[PROVIDED RECORDS]
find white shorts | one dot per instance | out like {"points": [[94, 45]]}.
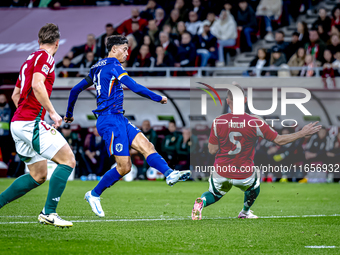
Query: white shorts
{"points": [[36, 140], [219, 185]]}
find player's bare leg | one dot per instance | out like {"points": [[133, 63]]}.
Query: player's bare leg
{"points": [[143, 145], [66, 162], [250, 196], [121, 168], [25, 183]]}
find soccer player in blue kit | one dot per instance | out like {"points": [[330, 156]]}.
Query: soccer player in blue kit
{"points": [[119, 134]]}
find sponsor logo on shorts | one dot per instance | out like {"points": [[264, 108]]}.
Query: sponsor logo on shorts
{"points": [[119, 147], [45, 69]]}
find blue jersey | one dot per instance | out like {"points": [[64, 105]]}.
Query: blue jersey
{"points": [[108, 75]]}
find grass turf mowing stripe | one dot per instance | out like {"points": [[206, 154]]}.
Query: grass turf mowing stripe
{"points": [[178, 218], [321, 247]]}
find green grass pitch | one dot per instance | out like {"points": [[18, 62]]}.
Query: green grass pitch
{"points": [[150, 217]]}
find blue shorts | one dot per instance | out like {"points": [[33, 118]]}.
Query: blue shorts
{"points": [[117, 132]]}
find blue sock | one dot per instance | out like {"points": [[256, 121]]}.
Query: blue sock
{"points": [[109, 178], [156, 161]]}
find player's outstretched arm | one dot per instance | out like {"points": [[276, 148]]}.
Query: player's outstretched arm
{"points": [[307, 130], [16, 96], [82, 85], [39, 89], [141, 90]]}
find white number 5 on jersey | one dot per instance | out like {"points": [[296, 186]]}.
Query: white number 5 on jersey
{"points": [[237, 143]]}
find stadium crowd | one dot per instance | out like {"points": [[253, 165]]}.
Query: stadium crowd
{"points": [[203, 33], [182, 148]]}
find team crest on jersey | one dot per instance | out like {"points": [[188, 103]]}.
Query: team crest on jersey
{"points": [[119, 147], [45, 69]]}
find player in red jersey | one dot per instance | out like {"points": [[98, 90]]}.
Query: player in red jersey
{"points": [[233, 139], [35, 140]]}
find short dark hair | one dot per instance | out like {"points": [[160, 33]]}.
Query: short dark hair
{"points": [[115, 40], [49, 34], [280, 32], [230, 95]]}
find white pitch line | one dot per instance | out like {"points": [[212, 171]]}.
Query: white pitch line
{"points": [[164, 219]]}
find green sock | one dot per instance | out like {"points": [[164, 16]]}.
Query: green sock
{"points": [[249, 198], [209, 198], [57, 185], [19, 187]]}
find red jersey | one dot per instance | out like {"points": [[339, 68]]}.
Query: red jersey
{"points": [[29, 107], [236, 136]]}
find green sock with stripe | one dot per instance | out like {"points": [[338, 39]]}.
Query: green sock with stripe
{"points": [[57, 185], [209, 198], [249, 198], [18, 188]]}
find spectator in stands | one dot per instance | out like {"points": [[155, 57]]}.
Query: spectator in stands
{"points": [[279, 40], [323, 24], [137, 34], [293, 46], [315, 150], [194, 24], [150, 10], [333, 150], [66, 63], [183, 11], [297, 60], [199, 9], [126, 27], [132, 50], [336, 16], [96, 155], [153, 31], [86, 64], [246, 23], [232, 7], [206, 45], [110, 30], [328, 74], [270, 10], [151, 135], [147, 41], [186, 54], [186, 146], [169, 144], [144, 59], [181, 29], [277, 59], [307, 70], [335, 44], [316, 46], [224, 29], [91, 45], [5, 137], [159, 18], [260, 61], [211, 18], [163, 59], [336, 63], [303, 32], [167, 45], [173, 20]]}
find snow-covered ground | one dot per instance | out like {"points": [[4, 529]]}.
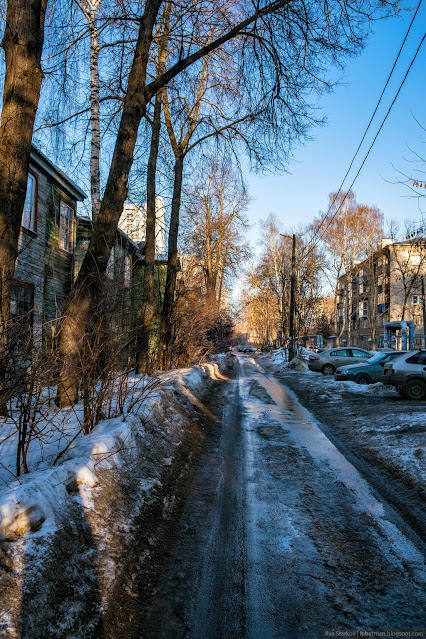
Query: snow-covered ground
{"points": [[85, 506], [378, 422]]}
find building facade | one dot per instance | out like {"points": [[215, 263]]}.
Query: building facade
{"points": [[386, 287], [45, 265]]}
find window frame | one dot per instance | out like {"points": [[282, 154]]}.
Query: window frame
{"points": [[61, 239], [26, 229], [127, 275], [30, 312]]}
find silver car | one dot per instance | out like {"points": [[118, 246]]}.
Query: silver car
{"points": [[328, 361]]}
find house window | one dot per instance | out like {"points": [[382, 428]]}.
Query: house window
{"points": [[22, 305], [29, 213], [127, 271], [363, 308], [66, 228]]}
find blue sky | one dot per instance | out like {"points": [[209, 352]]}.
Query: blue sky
{"points": [[321, 164]]}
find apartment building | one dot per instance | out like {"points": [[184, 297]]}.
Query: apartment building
{"points": [[388, 286]]}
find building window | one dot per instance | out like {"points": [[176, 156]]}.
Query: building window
{"points": [[29, 213], [66, 228], [127, 271], [22, 306]]}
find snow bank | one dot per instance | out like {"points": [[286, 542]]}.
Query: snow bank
{"points": [[77, 519]]}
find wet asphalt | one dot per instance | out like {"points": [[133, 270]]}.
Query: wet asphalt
{"points": [[280, 536]]}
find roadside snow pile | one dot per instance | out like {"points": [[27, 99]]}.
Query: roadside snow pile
{"points": [[67, 530]]}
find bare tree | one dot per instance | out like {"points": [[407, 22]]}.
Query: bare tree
{"points": [[215, 208], [349, 232], [277, 32]]}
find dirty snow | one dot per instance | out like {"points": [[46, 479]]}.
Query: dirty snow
{"points": [[108, 476], [391, 429]]}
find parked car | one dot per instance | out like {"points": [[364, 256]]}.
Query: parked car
{"points": [[368, 372], [329, 360], [246, 349], [408, 374]]}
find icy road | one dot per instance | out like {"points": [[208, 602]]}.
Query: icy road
{"points": [[280, 536]]}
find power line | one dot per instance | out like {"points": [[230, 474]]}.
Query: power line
{"points": [[368, 152], [369, 124]]}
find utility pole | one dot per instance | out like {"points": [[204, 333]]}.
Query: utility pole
{"points": [[291, 350], [267, 322]]}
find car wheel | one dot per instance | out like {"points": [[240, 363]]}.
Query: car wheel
{"points": [[328, 369], [415, 389], [363, 379]]}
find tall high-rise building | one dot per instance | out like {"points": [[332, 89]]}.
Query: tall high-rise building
{"points": [[133, 223]]}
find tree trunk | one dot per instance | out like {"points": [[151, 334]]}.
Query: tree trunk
{"points": [[22, 45], [84, 296], [143, 354], [166, 328], [85, 290]]}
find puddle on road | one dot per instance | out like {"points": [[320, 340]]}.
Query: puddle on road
{"points": [[269, 431], [307, 436], [256, 390]]}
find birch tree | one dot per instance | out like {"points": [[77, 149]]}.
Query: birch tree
{"points": [[90, 8], [270, 38], [349, 232]]}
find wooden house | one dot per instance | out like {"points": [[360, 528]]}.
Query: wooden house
{"points": [[45, 266]]}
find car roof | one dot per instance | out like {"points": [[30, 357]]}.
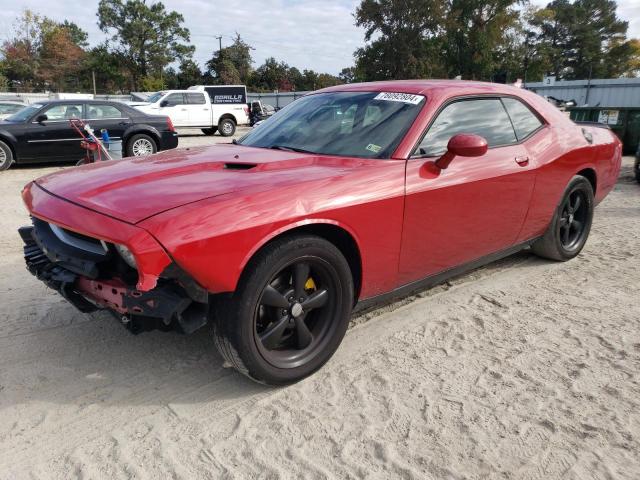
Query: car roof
{"points": [[77, 100], [423, 87]]}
[/PROVIDED RECORDS]
Skipping any pictures, transcribe the full listing exactly.

WRITTEN ANSWER:
find white shorts | one dot per instance | out like {"points": [[94, 45]]}.
Query: white shorts
{"points": [[36, 140], [219, 185]]}
find player's bare leg | one dot per instance | out like {"points": [[133, 63]]}.
Query: player's bare leg
{"points": [[143, 145], [66, 162], [250, 196], [121, 168], [25, 183]]}
find soccer player in blue kit | one dot per instance | out like {"points": [[330, 156]]}.
Query: soccer player in blue kit
{"points": [[119, 134]]}
find sponsor logo on shorts | one dot per instance | out like {"points": [[264, 108]]}.
Query: sponsor logo on shorts
{"points": [[119, 147], [45, 69]]}
find blue jersey | one dot per instance | out like {"points": [[64, 105]]}.
Query: blue jersey
{"points": [[108, 75]]}
find grass turf mowing stripe | one dot per instance | out like {"points": [[206, 154]]}.
Query: grass turf mowing stripe
{"points": [[178, 218], [321, 247]]}
find green grass pitch | one dot per instance | out like {"points": [[18, 62]]}.
Query: green grass pitch
{"points": [[150, 217]]}
find blue shorts | one dot per instance | out like {"points": [[33, 118]]}.
Query: blue shorts
{"points": [[117, 132]]}
find blue sock | one dot per instance | out like {"points": [[256, 121]]}.
Query: blue sock
{"points": [[109, 178], [156, 161]]}
find player's outstretched arm | one dot per instance | out like {"points": [[276, 148]]}.
Query: player's outstretched arm
{"points": [[307, 130], [16, 96], [82, 85], [39, 89], [141, 90]]}
find white number 5 on jersey | one dot per instance | out like {"points": [[296, 186]]}.
Query: white number 5 on jersey
{"points": [[237, 143]]}
find stadium crowd | one dot per instance | out like {"points": [[253, 165]]}.
Query: stadium crowd
{"points": [[203, 33], [182, 148]]}
find team crest on jersey | one dot per instance | out like {"points": [[188, 103]]}.
Query: team crest on jersey
{"points": [[119, 147], [45, 69]]}
find player in red jersey | one dot per instance | out like {"points": [[98, 90]]}.
Query: player in red jersey
{"points": [[233, 139], [35, 140]]}
find short dark hair | one dot per instance | out like {"points": [[160, 33]]}.
Query: short dark hair
{"points": [[115, 40], [49, 34], [280, 32], [230, 95]]}
find white pitch line | one dot per instance | out like {"points": [[212, 171]]}.
Query: white pitch line
{"points": [[164, 219]]}
find green sock | one dot per instance | out like {"points": [[164, 16]]}.
Query: green sock
{"points": [[249, 198], [209, 198], [57, 185], [19, 187]]}
find red jersey | one dot per instance | out like {"points": [[339, 68]]}.
Query: red jersey
{"points": [[29, 107], [236, 136]]}
find green sock with stripe | one dot per instance | out like {"points": [[338, 39]]}.
Query: green sock with stripe
{"points": [[57, 185], [209, 198], [249, 198], [18, 188]]}
find spectator in stands | one dot per instance | out like {"points": [[155, 57]]}.
Query: spectator in stands
{"points": [[279, 40], [323, 24], [137, 34], [293, 46], [315, 150], [194, 24], [150, 10], [333, 150], [66, 63], [183, 11], [297, 60], [199, 9], [126, 27], [132, 50], [336, 16], [96, 155], [153, 31], [86, 64], [246, 23], [232, 7], [206, 45], [110, 30], [328, 74], [270, 10], [151, 135], [147, 41], [186, 54], [186, 146], [169, 144], [144, 59], [181, 29], [277, 59], [307, 70], [335, 44], [316, 46], [224, 29], [91, 45], [5, 137], [159, 18], [260, 61], [211, 18], [163, 59], [336, 63], [303, 32], [167, 45], [173, 20]]}
find snow-covered ground | one dot per instance | out like {"points": [[4, 529]]}.
Query: snow-covered ground
{"points": [[85, 506], [378, 422]]}
find building facade | one dot per instance | out like {"points": [[215, 263]]}.
Query: building facade
{"points": [[386, 287], [45, 265]]}
find window frame | one dot per instance | out like {"points": [[282, 154]]}.
Query: window frame
{"points": [[61, 239], [26, 229], [127, 275], [30, 312]]}
find silver car | one dot per instance | out like {"points": [[118, 246]]}.
Query: silver car
{"points": [[328, 361]]}
find house window | one dot per instance | out like {"points": [[382, 428]]}.
Query: house window
{"points": [[22, 305], [29, 213], [127, 271], [363, 308], [66, 228]]}
find blue sky | one dot per instance | out like {"points": [[209, 352]]}.
Query: blue sky
{"points": [[321, 164]]}
find apartment building | one dot per instance | out like {"points": [[184, 297]]}.
Query: apartment building
{"points": [[388, 286]]}
find building window | one dot per instance | out like {"points": [[176, 156]]}.
Query: building window
{"points": [[29, 213], [66, 228], [127, 271], [22, 306]]}
find snow bank | one dot per instance | out like {"points": [[286, 542]]}.
Query: snow bank
{"points": [[77, 519]]}
find wet asphalt | one dot per instance | out like {"points": [[133, 270]]}.
Query: wet asphalt
{"points": [[280, 536]]}
find roadside snow pile | one dot per instance | out like {"points": [[27, 99]]}.
Query: roadside snow pile
{"points": [[67, 530]]}
find bare tree | one dot per instance | out like {"points": [[407, 22]]}.
Query: bare tree
{"points": [[215, 208], [349, 232], [277, 32]]}
find dirty snow | one dot per instance | out like {"points": [[46, 479]]}.
Query: dirty snow
{"points": [[108, 476], [391, 429]]}
find parked car | one dot per instance | out like {"points": [[364, 256]]}.
Query: parked car
{"points": [[368, 372], [329, 360], [246, 349], [408, 374]]}
find icy road | one dot per instance | out like {"points": [[208, 602]]}.
Query: icy road
{"points": [[280, 536]]}
find power line | one dot per instance | out like {"points": [[230, 474]]}.
Query: power line
{"points": [[368, 152], [369, 124]]}
find utility pole | one dot per instance | out like {"points": [[204, 333]]}.
Query: utility pole
{"points": [[291, 350], [267, 322]]}
find car wheel | one dot per instance | out like {"points": [[240, 363]]}.
Query: car wheel
{"points": [[328, 369], [415, 389], [363, 379]]}
find tall high-rise building | one dot per instance | out like {"points": [[332, 89]]}.
Query: tall high-rise building
{"points": [[133, 223]]}
find tree trunk | one dot per instance | out like {"points": [[151, 334]]}.
Query: tree trunk
{"points": [[22, 45], [84, 296], [143, 354], [166, 328], [85, 290]]}
find puddle on road | one dot per instance | out like {"points": [[320, 340]]}.
Query: puddle on road
{"points": [[269, 431], [307, 436], [256, 390]]}
find birch tree | one dot per instance | out like {"points": [[77, 149]]}.
Query: birch tree
{"points": [[90, 8], [270, 38], [349, 232]]}
find wooden house | one dot per instance | out like {"points": [[360, 528]]}.
Query: wooden house
{"points": [[45, 266]]}
find car roof | one dot per instance | out like {"points": [[30, 357]]}.
Query: car roof
{"points": [[77, 100], [423, 87]]}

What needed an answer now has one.